[Coordinate annotation entries]

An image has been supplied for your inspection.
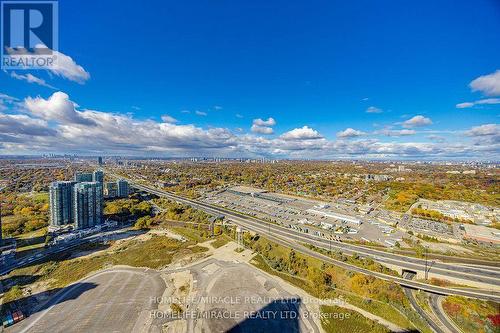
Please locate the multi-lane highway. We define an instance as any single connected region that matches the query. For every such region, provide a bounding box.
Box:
[0,229,131,276]
[129,180,500,302]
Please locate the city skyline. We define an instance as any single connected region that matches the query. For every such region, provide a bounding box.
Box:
[0,1,500,160]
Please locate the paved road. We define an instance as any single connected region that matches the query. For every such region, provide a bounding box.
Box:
[6,268,165,333]
[130,181,500,302]
[403,273,448,333]
[0,229,135,276]
[430,295,460,333]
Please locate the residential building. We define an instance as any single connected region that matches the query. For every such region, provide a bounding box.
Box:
[104,182,118,198]
[116,179,129,198]
[73,182,103,229]
[49,181,75,226]
[92,170,104,186]
[75,172,93,183]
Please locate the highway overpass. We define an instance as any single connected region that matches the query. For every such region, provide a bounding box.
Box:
[129,180,500,302]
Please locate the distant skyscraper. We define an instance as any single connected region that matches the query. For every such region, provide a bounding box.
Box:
[75,172,93,183]
[92,170,104,183]
[49,182,75,226]
[116,179,129,198]
[73,182,103,229]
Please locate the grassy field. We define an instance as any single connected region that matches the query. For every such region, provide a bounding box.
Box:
[0,231,207,298]
[210,234,232,249]
[443,296,500,333]
[321,305,390,333]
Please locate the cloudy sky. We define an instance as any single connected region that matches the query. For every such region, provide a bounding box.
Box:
[0,0,500,160]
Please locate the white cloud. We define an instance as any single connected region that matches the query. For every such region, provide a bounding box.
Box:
[24,91,95,126]
[10,72,56,89]
[376,129,417,136]
[337,127,366,138]
[280,126,323,140]
[161,114,178,124]
[250,124,274,134]
[0,92,500,160]
[250,117,276,134]
[465,124,500,136]
[366,106,383,113]
[403,115,432,128]
[469,70,500,96]
[253,117,276,126]
[456,98,500,109]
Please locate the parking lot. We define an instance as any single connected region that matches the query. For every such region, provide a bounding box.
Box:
[204,187,403,246]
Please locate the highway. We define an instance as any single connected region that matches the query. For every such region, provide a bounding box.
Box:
[403,273,448,333]
[129,180,500,302]
[0,229,131,276]
[429,295,461,333]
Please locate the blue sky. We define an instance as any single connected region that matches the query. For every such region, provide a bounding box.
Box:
[0,0,500,159]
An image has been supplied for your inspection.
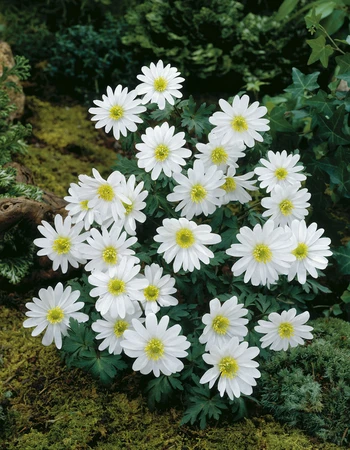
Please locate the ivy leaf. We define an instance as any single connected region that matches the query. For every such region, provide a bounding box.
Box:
[306,35,334,68]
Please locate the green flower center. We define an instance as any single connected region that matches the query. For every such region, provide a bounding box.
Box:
[145,338,164,361]
[253,244,272,264]
[52,237,72,255]
[219,356,239,378]
[46,306,64,324]
[176,228,195,248]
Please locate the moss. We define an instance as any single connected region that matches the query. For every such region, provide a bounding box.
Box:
[0,301,339,450]
[20,97,115,197]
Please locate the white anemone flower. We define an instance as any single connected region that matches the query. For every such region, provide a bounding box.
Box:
[254,150,306,193]
[288,220,332,284]
[23,283,89,349]
[195,133,246,171]
[199,296,248,351]
[89,257,147,319]
[154,217,221,272]
[121,313,191,377]
[81,223,140,272]
[221,166,258,205]
[226,220,296,286]
[261,185,311,226]
[89,84,146,140]
[167,160,225,220]
[209,95,270,147]
[199,337,261,400]
[136,60,185,109]
[91,303,144,355]
[34,214,89,273]
[135,122,192,180]
[254,308,313,351]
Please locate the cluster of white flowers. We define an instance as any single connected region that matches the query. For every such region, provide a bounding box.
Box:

**WHAT TO WORK ON**
Write out the whole listing above word for word, leaving out the pictures.

**EXPECTED OUTPUT**
An image has been supplied for your inspection.
Please locate the multi-lane highway. We define an instance as any single connected region that matches the query. For every such region, provide a bounding box.
Box:
[0,229,131,276]
[129,180,500,302]
Please locate the city skyline. We define an instance as any single connected region that matches the query. For every such region, provide a bounding box.
Box:
[0,1,500,160]
Please locate the paved road. We define an instance as any single connected region that matches the query. For every such region, provide a bounding box.
Box:
[6,268,165,333]
[130,181,500,302]
[403,273,448,333]
[0,229,135,276]
[430,295,460,333]
Please locate the residential building. We define an instance as any single connected region that matches the query. For every such region, provide a bounding box.
Box:
[104,182,118,198]
[116,179,129,198]
[73,182,103,229]
[49,181,75,226]
[92,170,104,186]
[75,172,93,183]
Please locate the highway overpass. We define an instance as any single connected region that matches the query. For every such region, provide a bounding box.
Box:
[129,180,500,302]
Please locate the distant skyscraper. We define an instance as any single connected region that matches the query. For every such region, provide a bounding box.
Box:
[75,172,93,183]
[92,170,104,183]
[49,182,75,226]
[116,179,129,198]
[73,182,103,229]
Please locate the grassy field. We define an instance as any single connected region that matches the query. For every such region, provide a bounding box.
Box:
[0,231,207,298]
[210,234,232,249]
[443,296,500,333]
[321,305,390,333]
Please locate the cloudy sky. We define an instance as any single connected region that matches the query. For every such region, provide a bounding box.
Box:
[0,0,500,160]
Please locate the white cloud. We define an instance as any single connected region that matches the query. For every such region, provide a bounding box.
Box:
[24,91,95,126]
[10,72,56,89]
[376,129,417,136]
[337,127,366,138]
[280,126,323,140]
[161,114,178,124]
[250,124,274,134]
[0,92,500,160]
[250,117,276,134]
[465,124,500,136]
[366,106,383,113]
[403,115,432,128]
[469,70,500,96]
[253,117,276,126]
[456,98,500,109]
Please locate the parking lot. We define an instance as any single connected region that matches the query. For every such region, provide a bounding box.
Box:
[204,187,403,246]
Please locate the highway. We define an instance as any single connected region that matches the query. For every such region, provide a bounding box.
Box:
[403,273,448,333]
[129,180,500,302]
[0,229,131,276]
[429,295,461,333]
Please locate the blue sky. We define an instance as any single connected region that matches the query. For every such region, provide a bounding box.
Box:
[0,0,500,159]
An image has been supplied for your inspection.
Please locate the ivy leaf. We define an instance as any single connected region that matches the query. For every such region, provide a bounding box.
Box:
[306,35,334,68]
Please locate the green flower center. We define an instance as any single connected region that matches the query. For every such region, provide a bounding box.
Box:
[145,338,164,361]
[253,244,272,264]
[52,237,72,255]
[219,356,239,378]
[46,306,64,324]
[176,228,195,248]
Please locate the moss. We define an instance as any single connected region that matches the query. For every such region, provide a bounding box.
Box:
[0,301,339,450]
[20,97,115,197]
Please locate the white anemone flower. We define an instance as any single connected region that matches the query. For every such region, provide a bounding box.
Box:
[254,150,306,193]
[288,220,332,284]
[23,283,89,349]
[195,133,246,171]
[199,296,248,351]
[89,257,147,319]
[154,217,221,272]
[121,313,191,377]
[81,223,140,272]
[221,166,258,205]
[226,220,296,286]
[261,185,311,226]
[89,84,146,140]
[167,160,225,220]
[209,95,270,147]
[199,337,261,400]
[136,60,185,109]
[91,303,144,355]
[34,214,89,273]
[135,122,192,180]
[254,308,313,351]
Please locate the cluster of white flowers. We define an instance as any single connected region that matches the query. For every such region, provide a bounding box.
Box:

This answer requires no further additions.